What this task involves: Using the material below, print the line that contains "Target: boulder", the line that contains "the woman holding paper", and every line in between, exactly and nothing else.

Material shown:
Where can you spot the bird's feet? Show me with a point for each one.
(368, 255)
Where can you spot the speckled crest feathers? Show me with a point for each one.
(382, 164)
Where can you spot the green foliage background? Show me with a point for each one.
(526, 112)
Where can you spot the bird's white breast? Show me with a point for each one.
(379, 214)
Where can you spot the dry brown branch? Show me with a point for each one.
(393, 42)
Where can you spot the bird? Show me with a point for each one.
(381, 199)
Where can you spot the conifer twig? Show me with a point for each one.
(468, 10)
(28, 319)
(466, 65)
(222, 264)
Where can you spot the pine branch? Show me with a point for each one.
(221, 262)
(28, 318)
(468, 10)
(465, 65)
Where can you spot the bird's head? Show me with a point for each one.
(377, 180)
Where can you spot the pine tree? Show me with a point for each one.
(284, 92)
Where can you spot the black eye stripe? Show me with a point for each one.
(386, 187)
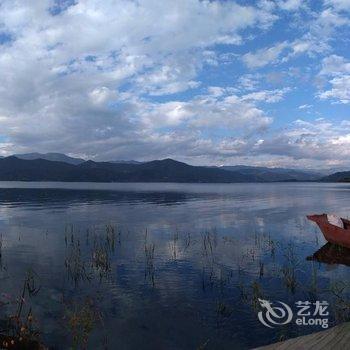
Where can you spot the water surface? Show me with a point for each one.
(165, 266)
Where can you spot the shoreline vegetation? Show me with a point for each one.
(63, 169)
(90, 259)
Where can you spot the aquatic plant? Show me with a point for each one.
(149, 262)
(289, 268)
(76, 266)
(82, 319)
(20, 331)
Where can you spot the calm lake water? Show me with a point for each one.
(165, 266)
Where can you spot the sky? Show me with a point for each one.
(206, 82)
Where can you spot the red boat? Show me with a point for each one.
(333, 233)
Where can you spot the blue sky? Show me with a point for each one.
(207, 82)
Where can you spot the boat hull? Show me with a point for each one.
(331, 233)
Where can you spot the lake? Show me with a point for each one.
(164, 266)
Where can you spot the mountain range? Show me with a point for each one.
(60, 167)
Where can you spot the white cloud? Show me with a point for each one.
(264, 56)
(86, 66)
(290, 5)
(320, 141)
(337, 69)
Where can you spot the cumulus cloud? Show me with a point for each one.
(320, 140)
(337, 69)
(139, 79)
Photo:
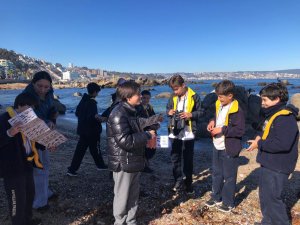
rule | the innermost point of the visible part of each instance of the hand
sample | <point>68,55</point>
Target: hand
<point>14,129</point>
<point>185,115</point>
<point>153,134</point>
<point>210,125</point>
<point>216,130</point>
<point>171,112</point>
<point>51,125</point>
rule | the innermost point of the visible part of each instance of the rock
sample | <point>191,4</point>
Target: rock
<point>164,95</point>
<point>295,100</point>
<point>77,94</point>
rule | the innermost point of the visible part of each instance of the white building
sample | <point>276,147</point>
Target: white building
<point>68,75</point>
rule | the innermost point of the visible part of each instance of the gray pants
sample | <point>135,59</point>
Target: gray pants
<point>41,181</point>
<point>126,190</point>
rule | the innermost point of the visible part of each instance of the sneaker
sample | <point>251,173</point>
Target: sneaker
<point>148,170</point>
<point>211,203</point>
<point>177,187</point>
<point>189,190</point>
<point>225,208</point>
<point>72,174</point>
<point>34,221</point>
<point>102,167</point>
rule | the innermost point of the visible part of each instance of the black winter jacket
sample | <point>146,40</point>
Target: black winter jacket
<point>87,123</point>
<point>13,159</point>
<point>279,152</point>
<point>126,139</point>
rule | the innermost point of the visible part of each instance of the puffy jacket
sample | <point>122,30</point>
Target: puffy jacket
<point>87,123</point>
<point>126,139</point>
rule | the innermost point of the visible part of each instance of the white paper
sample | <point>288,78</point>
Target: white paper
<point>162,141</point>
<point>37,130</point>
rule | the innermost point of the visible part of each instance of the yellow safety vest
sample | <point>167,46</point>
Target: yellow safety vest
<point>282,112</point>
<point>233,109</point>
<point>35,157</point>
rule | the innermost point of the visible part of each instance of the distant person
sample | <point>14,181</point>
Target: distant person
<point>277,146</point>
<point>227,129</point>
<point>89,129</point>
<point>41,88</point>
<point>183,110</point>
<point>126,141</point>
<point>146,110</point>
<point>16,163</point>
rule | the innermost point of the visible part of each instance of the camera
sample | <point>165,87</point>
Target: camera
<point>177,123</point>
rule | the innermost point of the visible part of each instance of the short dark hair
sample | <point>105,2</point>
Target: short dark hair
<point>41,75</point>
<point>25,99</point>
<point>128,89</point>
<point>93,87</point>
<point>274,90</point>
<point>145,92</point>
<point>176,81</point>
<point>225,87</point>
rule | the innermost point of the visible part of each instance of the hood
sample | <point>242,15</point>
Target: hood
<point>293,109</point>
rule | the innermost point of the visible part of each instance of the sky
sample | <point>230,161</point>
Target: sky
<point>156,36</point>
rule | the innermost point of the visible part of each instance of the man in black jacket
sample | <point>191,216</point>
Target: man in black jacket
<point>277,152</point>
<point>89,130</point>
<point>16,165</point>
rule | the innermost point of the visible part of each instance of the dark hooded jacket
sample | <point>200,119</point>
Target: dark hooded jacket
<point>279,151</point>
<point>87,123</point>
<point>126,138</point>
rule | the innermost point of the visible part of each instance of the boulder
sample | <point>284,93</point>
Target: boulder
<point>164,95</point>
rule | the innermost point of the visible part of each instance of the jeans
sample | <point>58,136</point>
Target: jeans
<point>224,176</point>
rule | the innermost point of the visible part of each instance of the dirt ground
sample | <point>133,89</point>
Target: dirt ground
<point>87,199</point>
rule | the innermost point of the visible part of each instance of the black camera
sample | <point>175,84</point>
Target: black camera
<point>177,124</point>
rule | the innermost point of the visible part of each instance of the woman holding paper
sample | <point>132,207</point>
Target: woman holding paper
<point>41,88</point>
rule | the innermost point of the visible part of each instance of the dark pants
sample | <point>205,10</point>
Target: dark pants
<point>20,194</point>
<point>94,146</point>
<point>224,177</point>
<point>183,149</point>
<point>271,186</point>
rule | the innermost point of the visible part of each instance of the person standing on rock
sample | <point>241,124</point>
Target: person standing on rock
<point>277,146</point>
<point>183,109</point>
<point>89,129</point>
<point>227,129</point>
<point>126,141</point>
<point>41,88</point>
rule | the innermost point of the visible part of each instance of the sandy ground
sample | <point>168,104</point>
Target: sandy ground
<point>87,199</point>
==
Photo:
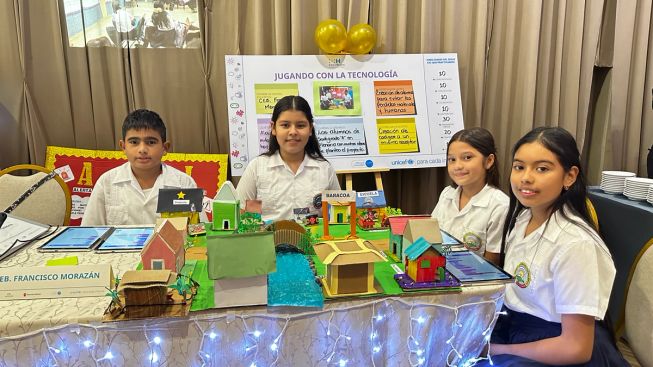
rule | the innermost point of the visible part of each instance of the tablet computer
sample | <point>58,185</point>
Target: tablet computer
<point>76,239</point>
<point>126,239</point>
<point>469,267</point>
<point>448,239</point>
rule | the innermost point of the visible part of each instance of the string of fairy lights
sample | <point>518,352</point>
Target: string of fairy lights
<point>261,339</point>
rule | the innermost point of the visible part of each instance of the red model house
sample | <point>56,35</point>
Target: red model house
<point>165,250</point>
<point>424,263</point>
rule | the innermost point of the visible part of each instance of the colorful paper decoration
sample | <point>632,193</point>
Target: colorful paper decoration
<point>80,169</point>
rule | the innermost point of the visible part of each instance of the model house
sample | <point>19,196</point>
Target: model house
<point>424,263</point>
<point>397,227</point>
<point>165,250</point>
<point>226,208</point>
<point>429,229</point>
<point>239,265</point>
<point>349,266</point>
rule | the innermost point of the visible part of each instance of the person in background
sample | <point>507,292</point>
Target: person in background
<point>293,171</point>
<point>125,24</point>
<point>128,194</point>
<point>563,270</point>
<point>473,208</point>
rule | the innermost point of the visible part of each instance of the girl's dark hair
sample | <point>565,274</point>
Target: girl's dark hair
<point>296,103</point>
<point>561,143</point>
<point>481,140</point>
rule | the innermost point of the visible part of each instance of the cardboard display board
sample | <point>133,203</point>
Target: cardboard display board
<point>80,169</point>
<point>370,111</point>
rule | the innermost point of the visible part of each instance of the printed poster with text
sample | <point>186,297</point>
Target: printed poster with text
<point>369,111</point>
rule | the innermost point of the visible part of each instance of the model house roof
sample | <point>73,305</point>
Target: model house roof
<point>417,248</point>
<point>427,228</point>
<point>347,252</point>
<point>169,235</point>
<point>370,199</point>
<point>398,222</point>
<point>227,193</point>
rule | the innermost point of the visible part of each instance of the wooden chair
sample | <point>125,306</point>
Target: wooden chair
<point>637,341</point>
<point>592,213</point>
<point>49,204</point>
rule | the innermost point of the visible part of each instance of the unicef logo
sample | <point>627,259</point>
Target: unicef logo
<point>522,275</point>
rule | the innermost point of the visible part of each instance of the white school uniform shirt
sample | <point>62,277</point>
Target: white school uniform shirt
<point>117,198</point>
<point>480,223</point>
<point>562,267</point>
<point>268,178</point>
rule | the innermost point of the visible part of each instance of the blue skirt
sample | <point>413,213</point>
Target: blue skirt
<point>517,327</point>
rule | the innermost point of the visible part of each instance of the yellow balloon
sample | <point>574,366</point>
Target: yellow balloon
---
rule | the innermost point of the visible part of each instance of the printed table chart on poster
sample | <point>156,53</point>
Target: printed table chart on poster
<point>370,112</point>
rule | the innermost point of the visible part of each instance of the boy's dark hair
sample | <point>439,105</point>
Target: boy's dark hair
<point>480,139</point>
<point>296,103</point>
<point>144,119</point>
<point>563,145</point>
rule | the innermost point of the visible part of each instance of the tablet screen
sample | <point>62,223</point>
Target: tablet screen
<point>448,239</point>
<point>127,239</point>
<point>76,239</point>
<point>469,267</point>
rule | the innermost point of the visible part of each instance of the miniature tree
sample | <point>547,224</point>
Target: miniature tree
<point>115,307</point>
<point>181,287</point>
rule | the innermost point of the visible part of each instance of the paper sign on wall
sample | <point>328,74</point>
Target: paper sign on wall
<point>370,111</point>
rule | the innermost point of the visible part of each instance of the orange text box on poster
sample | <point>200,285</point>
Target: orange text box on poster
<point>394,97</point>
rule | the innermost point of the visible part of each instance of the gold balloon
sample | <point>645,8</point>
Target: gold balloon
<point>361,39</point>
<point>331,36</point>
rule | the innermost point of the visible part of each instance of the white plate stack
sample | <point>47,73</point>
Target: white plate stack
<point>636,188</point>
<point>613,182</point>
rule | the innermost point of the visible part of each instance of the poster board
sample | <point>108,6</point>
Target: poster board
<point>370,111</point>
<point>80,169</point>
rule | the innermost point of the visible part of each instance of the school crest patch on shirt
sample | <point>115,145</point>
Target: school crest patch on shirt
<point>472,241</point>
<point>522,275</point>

Expected output:
Target: boulder
<point>164,95</point>
rule | the innermost point of the visible part of each instance of the jeans
sample | <point>58,136</point>
Target: jeans
<point>224,176</point>
rule | the innermost point of the visible part of each instance of the dirt ground
sample | <point>133,89</point>
Target: dirt ground
<point>87,199</point>
rule | the innermost point of the visible part of each instance of the black camera
sample | <point>175,84</point>
Target: black camera
<point>177,124</point>
rule | the innermost point of the visible part of each instance of the woman holding paper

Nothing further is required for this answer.